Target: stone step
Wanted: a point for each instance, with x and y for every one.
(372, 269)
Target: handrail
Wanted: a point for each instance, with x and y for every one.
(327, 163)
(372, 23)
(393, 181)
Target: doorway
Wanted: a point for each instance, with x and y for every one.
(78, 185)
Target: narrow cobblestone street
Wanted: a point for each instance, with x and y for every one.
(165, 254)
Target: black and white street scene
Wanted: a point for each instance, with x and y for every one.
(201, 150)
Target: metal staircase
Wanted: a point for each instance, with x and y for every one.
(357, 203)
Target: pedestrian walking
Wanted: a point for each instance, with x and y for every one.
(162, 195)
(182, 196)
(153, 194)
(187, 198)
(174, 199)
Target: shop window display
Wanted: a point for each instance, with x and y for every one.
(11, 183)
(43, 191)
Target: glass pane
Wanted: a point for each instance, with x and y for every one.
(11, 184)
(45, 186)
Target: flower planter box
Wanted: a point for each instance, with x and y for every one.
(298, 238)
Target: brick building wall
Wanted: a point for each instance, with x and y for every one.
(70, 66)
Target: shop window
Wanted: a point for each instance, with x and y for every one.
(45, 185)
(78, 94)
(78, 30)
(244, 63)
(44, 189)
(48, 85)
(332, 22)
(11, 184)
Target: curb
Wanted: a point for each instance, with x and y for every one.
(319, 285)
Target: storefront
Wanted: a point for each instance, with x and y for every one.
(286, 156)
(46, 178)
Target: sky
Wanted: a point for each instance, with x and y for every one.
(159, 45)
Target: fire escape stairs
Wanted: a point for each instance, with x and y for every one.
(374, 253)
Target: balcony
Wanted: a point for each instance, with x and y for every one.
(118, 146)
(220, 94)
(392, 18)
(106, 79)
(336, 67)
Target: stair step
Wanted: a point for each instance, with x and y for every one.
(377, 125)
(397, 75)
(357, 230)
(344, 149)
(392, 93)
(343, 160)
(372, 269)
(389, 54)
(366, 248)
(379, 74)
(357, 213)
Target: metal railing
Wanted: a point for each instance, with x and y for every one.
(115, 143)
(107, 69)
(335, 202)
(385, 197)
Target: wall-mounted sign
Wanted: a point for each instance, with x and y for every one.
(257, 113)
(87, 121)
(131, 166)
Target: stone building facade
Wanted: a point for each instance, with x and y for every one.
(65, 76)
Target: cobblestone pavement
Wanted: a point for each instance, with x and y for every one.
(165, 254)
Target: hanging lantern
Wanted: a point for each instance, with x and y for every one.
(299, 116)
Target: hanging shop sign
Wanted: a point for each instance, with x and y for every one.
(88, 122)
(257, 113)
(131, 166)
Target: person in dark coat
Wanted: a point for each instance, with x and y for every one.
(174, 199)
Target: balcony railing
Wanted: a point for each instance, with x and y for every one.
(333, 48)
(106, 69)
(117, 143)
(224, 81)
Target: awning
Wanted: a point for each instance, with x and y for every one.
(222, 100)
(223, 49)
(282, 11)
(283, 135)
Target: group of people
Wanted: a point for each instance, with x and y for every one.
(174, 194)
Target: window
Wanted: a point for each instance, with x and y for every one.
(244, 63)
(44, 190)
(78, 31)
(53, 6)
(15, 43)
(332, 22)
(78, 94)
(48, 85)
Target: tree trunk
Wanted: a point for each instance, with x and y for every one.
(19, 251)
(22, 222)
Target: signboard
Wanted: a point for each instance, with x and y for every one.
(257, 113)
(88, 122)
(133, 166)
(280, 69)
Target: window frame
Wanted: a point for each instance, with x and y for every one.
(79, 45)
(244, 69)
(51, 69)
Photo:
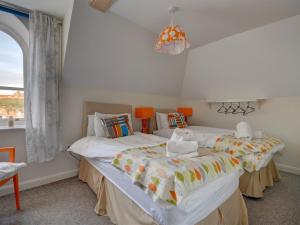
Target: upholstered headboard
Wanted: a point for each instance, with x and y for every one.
(153, 121)
(89, 108)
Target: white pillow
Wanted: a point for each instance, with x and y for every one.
(90, 129)
(162, 121)
(9, 169)
(99, 128)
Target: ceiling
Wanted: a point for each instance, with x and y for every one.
(206, 21)
(54, 7)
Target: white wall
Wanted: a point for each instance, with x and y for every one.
(263, 62)
(259, 63)
(75, 96)
(66, 27)
(108, 52)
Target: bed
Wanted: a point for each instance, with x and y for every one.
(253, 182)
(218, 202)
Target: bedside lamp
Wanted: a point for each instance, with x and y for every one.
(186, 112)
(144, 113)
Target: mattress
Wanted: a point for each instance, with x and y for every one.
(195, 207)
(167, 133)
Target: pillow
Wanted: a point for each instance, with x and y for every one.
(98, 125)
(90, 129)
(176, 120)
(9, 169)
(117, 126)
(162, 121)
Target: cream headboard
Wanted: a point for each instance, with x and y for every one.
(89, 108)
(153, 123)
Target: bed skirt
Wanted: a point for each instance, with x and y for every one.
(123, 211)
(253, 184)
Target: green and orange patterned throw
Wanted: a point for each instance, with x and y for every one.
(171, 179)
(251, 153)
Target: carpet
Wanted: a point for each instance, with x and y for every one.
(71, 202)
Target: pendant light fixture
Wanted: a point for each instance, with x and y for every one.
(172, 39)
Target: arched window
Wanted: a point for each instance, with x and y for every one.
(11, 80)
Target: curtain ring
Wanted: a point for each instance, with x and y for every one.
(221, 216)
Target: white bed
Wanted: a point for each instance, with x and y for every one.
(193, 209)
(96, 169)
(99, 152)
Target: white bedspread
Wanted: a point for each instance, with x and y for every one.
(106, 148)
(197, 206)
(206, 137)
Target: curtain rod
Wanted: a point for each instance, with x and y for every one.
(16, 10)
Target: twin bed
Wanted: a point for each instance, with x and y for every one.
(254, 180)
(218, 201)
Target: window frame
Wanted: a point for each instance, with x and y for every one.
(22, 39)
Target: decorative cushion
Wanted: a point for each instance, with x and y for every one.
(90, 128)
(9, 169)
(117, 126)
(99, 128)
(176, 120)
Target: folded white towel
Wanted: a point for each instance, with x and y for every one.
(182, 134)
(243, 130)
(181, 147)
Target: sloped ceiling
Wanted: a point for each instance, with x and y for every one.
(107, 52)
(206, 21)
(54, 7)
(261, 63)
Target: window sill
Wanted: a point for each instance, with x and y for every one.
(17, 127)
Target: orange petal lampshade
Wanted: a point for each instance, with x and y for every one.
(185, 111)
(172, 40)
(144, 113)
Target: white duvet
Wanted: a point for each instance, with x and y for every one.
(106, 148)
(206, 136)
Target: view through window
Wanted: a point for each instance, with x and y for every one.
(11, 81)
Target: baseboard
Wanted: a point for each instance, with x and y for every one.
(288, 169)
(28, 184)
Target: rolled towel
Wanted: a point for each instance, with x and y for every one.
(181, 147)
(182, 134)
(243, 130)
(9, 169)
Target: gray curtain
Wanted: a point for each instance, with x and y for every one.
(42, 111)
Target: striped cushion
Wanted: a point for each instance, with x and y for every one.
(117, 126)
(176, 120)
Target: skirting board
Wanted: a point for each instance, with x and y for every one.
(288, 169)
(28, 184)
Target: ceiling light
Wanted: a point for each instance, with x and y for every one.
(172, 39)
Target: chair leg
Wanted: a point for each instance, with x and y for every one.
(17, 193)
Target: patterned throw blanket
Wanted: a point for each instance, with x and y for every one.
(172, 178)
(251, 153)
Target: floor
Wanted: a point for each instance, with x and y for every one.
(71, 202)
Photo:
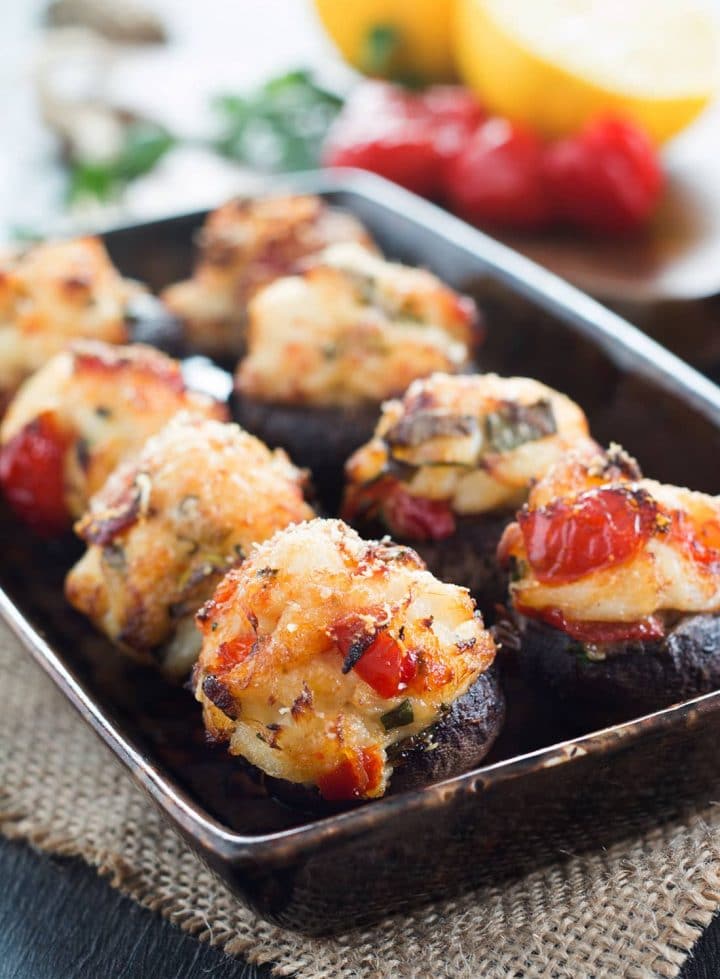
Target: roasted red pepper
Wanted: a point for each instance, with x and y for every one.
(32, 475)
(233, 652)
(386, 666)
(565, 541)
(379, 659)
(415, 517)
(356, 777)
(701, 540)
(650, 627)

GIVEN TASK: Starting at the line with "Target: ceiling light" and running through the end of the records, write those lines out again with every x and y point coordinate in the answers shifted by -79, keeping the other text in those lines unchanged. Leave the pictures out.

EXERCISE ANSWER:
Target: ceiling light
Wanted: a point for each instance, with x and y for every one.
(93, -40)
Target: chair leg
Wanted: a point for each instance, with x and y for every one.
(-62, 114)
Target: patterned throw blanket
Wanted: a point for each instance, with x and y for every one.
(93, 99)
(172, 74)
Target: floor
Wanted: a point for each instance, with x and y for every one.
(-8, 123)
Photo:
Target: roasted red pepper
Wanted: a point for each instance, with x and y for every one.
(-47, 396)
(154, 573)
(307, 587)
(486, 462)
(300, 580)
(336, 438)
(277, 698)
(622, 461)
(571, 548)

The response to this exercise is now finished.